### [EXCERPT PROVIDED]
Memory Book/Fractal Confusion (Kevin Breeman)

Okay I've looked over other people's histories here and I've decided I started off a tad too formal in my own bio. So I'll give a few details. Let's see, first off I'm a computer programmer / automation engineer in real life specializing in the Java programming language. I love reading and philosophy and Star Trek (duh).

My other interests include Office Space and doing impersonations of Milton and Lumbergh (though I'm told I do a killer "It's not that I'm lazy, it's just I don't care" too).

I went to Redeemer University College in Ontario and then I became an atheist a couple years after graduation, and then I became a Christian again. So I guess you could say I have a personal relationship both with Jesus and the Flying Spaghetti Monster.

Let's see. I joined this group because I love writing and I love thinking. I wanted a place where I could shoot off some ideas and see how they played among a group of friends. For the rest of this page I'll give some history of what I've done here and how I've tended to roll when simming.

The Modus Operandi

I have approached this game with several major goals in mind. Broadly these goals include the intellectual and psychological edification of the players involved as well as myself, exploration of issues as they might evolve in the future (for example, religion and its role in society), and experimentation with literary styles. Let us examine each of these in turn.

Intellectual and Psychological Edification

I have done my best to create in Breeman a character with a rich thought life. In writing his thought life I have tried to give my readers some food for thought (excuse the pun). I've given Breeman a good imagination that serves both him as a computer programmer and me as a writer. I have been able to capitalize on his imagination in creating extended metaphors by which to carry themes and story arcs through multiple sims. The major example I can think of now is Breeman's 'crying issue' in some recent posts, in which the images of the planet Venus and of supersonic flight were presented as lines of thought supporting the main storyline.

The smileys have also served me as sources of interesting ideas, while also providing a readily deployable engineering task force to grant Breeman greater mobility (consider for example, Breeman's electing to join the boarding party aboard the USS Phoenix the USS Independence-A's retaking of that vessel).

In Breeman I have tried to create a voice of moderation. Whereas many of my PNPCs show some kind of extreme Breeman will try to correct these flaws. A good example of this occurred in a sim in which Breeman tried to bring Novak's excessive jubilance into check.

Breeman:  Mr. Novak, I understand that for you this voyage is a practicum.  But you still need to tow the line like the rest of us.

### [RECORDS SHOWN]
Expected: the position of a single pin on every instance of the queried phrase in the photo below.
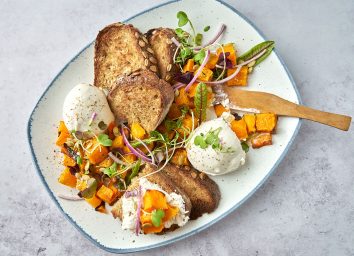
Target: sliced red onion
(136, 152)
(214, 39)
(131, 193)
(138, 210)
(177, 86)
(116, 159)
(248, 61)
(239, 66)
(175, 41)
(93, 117)
(227, 78)
(70, 197)
(200, 69)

### [INSTRUCTIONS]
1 > Render this sentence from the Breeman bio in Spanish: "I have done my best to create in Breeman a character with a rich thought life."
2 > Reproduce the Breeman bio verbatim, everything from "I have approached" down to "these in turn.".
The data was drawn from a separate source unrelated to the Breeman bio.

### [RESPONSES]
1 > He hecho todo lo posible por crear en Breeman un personaje con una rica vida interior.

2 >
I have approached this game with several major goals in mind. Broadly these goals include the intellectual and psychological edification of the players involved as well as myself, exploration of issues as they might evolve in the future (for example, religion and its role in society), and experimentation with literary styles. Let us examine each of these in turn.